Фрагмент статьи
■ ■ ■ ■ ■
События

Земное притяжение космонавта Батурина

Надежда Грихачева, "Литовский курьер" Источник (ссылка откроется в новом окне)

В Вильнюсе по приглашению Международного медиаклуба «Формат-А3» побывал известный российский космонавт, ученый, общественный деятель, журналист, обозреватель «Новой газеты» Юрий Батурин.

Так случилось, что нынешний приезд 90-го космонавта России и 382-го космонавта мира в Литву приятно совпал с 15-летием его второго полета в космос и первым пуском с нового российского космодрома Восточный. Причем оба события произошли в один день – 28 апреля – только первое в 2001 году, а второе – в 2016-м.

На вопрос, было ли желание еще раз слетать в космос, Юрий Батурин лаконично отвечает, что желание было, но судьба у всех космонавтов разная. «Тут сетовать на судьбу нельзя: кому-то она дает больше возможности летать, кому-то – меньше. Но уже сам факт даже одного полета многое оправдывает», – говорит он.

Сегодня Юрий Батурин гость «Литовского курьера».

– Юрий Михайлович, отмечая 55-летие первого полета человека в космос, мы еще не забыли, что 30 лет осваивали космос в единой системе под названием Советский Союз. Каждая республика вносила свой вклад в развитие космической отрасли, а какую лепту внесла Литва? К сожалению, полет первого литовского космонавта Римантаса Станкявичюса так и не состоялся.
■ ■ ■ ■ ■
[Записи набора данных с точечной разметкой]
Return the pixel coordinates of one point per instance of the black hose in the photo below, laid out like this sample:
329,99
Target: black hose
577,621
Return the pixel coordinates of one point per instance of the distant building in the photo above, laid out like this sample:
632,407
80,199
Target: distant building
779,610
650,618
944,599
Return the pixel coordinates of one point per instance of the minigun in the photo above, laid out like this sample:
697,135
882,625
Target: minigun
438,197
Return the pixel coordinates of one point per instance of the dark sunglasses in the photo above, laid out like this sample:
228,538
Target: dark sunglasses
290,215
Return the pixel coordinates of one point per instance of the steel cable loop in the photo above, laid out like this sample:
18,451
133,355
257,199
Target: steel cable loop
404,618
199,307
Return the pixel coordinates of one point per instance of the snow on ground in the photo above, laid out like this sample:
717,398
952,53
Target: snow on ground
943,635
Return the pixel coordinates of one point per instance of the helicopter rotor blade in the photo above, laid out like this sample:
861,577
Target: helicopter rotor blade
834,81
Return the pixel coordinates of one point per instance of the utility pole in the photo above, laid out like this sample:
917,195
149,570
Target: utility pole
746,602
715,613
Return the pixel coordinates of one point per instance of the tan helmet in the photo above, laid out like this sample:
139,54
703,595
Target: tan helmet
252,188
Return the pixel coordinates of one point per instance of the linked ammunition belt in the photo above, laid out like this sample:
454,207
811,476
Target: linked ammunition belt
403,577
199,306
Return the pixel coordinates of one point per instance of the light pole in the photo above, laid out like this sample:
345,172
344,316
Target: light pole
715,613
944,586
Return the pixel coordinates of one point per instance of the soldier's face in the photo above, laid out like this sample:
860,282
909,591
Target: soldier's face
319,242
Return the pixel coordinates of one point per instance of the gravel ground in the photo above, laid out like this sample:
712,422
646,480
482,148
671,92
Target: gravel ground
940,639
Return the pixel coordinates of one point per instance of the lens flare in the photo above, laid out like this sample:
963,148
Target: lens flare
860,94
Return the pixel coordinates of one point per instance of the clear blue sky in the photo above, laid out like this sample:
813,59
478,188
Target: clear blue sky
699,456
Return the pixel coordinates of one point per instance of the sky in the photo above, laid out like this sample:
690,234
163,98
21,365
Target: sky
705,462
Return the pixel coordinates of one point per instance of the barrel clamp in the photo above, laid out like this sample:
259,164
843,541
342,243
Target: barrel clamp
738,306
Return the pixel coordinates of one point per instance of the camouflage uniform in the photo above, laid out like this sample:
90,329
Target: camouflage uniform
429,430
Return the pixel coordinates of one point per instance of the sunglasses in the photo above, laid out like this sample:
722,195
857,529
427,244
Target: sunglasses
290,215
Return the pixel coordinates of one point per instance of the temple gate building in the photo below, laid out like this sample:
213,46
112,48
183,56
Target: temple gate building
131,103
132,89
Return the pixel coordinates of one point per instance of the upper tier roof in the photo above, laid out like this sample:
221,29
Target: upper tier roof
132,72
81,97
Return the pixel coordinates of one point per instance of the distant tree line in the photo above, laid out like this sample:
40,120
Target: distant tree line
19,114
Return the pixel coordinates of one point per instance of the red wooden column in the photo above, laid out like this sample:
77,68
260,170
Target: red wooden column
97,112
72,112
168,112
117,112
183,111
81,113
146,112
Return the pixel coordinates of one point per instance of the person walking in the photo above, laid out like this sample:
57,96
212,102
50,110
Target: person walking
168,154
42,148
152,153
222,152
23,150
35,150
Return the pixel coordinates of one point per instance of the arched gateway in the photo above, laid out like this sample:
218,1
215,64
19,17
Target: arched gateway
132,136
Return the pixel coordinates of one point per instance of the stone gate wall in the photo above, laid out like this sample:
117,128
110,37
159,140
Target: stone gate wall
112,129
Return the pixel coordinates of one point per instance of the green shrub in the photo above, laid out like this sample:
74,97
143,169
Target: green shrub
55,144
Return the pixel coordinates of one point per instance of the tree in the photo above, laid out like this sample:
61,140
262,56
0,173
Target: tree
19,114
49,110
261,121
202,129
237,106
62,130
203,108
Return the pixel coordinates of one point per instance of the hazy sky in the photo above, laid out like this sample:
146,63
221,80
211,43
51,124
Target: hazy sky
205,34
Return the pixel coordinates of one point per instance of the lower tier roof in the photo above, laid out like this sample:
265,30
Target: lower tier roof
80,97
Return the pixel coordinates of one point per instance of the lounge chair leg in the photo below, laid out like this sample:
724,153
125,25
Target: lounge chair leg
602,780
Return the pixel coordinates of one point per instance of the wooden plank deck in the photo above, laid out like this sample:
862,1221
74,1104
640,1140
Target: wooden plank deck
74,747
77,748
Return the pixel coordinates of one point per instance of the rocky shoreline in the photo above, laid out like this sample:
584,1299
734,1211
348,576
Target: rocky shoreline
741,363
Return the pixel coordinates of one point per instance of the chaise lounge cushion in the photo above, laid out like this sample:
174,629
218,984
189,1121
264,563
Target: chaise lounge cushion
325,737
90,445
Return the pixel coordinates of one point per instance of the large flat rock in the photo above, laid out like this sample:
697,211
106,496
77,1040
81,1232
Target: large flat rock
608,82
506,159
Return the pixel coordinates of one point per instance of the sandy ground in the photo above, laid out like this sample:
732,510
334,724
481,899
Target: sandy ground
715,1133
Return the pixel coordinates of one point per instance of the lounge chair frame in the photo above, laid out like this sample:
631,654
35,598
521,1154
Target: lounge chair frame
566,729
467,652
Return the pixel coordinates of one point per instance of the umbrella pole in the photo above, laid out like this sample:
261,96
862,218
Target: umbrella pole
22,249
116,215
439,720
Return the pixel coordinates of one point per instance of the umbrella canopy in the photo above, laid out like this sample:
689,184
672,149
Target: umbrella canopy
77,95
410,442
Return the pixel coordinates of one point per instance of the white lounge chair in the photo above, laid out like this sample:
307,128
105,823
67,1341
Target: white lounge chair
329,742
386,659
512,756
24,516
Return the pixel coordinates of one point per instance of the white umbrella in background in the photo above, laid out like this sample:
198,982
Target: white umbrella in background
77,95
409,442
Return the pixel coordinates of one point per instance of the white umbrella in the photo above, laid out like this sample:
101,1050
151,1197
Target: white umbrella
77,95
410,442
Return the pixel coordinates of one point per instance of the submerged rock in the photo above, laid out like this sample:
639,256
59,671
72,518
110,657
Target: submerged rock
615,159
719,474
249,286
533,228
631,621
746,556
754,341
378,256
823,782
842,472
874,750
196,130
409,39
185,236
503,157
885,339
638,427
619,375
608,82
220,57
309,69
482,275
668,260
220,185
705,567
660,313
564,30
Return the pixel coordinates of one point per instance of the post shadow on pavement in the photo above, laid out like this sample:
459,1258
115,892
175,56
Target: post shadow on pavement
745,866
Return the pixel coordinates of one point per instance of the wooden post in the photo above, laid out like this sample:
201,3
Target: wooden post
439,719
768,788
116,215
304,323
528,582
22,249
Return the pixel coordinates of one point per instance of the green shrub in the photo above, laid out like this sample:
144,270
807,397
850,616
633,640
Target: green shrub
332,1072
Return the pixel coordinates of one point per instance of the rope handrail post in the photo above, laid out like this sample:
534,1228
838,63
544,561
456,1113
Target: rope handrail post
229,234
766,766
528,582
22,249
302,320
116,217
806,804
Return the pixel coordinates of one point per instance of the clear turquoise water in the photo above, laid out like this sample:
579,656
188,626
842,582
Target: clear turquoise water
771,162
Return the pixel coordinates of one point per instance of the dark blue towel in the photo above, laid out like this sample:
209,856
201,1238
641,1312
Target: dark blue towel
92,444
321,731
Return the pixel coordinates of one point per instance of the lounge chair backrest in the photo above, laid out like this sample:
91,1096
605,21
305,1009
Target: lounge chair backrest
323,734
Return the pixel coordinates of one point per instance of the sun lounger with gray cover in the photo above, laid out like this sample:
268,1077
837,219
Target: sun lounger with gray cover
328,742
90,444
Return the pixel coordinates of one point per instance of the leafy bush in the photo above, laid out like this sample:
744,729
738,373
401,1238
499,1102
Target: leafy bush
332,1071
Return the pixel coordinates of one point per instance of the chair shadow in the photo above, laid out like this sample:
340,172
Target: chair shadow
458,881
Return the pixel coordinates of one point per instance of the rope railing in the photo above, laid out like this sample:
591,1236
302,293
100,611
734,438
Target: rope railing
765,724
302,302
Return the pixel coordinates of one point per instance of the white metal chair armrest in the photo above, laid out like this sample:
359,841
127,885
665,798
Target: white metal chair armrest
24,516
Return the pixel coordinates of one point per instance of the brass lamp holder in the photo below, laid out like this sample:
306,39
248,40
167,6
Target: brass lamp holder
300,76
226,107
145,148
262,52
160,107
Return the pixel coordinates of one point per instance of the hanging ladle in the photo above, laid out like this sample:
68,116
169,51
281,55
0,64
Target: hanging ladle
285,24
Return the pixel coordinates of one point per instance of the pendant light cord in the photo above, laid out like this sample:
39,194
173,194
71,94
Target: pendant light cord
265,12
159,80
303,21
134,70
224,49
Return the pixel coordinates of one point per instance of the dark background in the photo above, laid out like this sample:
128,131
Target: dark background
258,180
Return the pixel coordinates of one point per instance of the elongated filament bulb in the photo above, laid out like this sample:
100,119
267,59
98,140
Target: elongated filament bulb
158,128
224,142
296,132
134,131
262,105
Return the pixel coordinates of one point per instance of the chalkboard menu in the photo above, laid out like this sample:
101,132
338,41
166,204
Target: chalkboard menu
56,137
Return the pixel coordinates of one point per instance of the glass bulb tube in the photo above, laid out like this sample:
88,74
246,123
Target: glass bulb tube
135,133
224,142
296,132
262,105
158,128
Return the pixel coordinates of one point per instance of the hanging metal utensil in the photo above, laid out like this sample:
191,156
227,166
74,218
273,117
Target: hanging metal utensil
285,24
■ ■ ■ ■ ■
Задания к работе
1. Воспроизведите статью о космонавте Юрии Батурине целиком, без единого изменения.
2. Пожалуйста, найдите в записях все строки со словом «temple» и выпишите каждую из них полностью.
Статья и записи взяты из разных источников.

Выполненное упражнение
1.
События

Земное притяжение космонавта Батурина

Надежда Грихачева, "Литовский курьер" Источник (ссылка откроется в новом окне)

В Вильнюсе по приглашению Международного медиаклуба «Формат-А3» побывал известный российский космонавт, ученый, общественный деятель, журналист, обозреватель «Новой газеты» Юрий Батурин.

Так случилось, что нынешний приезд 90-го космонавта России и 382-го космонавта мира в Литву приятно совпал с 15-летием его второго полета в космос и первым пуском с нового российского космодрома Восточный. Причем оба события произошли в один день – 28 апреля – только первое в 2001 году, а второе – в 2016-м.

На вопрос, было ли желание еще раз слетать в космос, Юрий Батурин лаконично отвечает, что желание было, но судьба у всех космонавтов разная. «Тут сетовать на судьбу нельзя: кому-то она дает больше возможности летать, кому-то – меньше. Но уже сам факт даже одного полета многое оправдывает», – говорит он.

Сегодня Юрий Батурин гость «Литовского курьера».

– Юрий Михайлович, отмечая 55-летие первого полета человека в космос, мы еще не забыли, что 30 лет осваивали космос в единой системе под названием Советский Союз. Каждая республика вносила свой вклад в развитие космической отрасли, а какую лепту внесла Литва? К сожалению, полет первого литовского космонавта Римантаса Станкявичюса так и не состоялся.

2.
Return the pixel coordinates of one point per instance of the temple gate building in the photo below, laid out like this sample:
Target: temple gate building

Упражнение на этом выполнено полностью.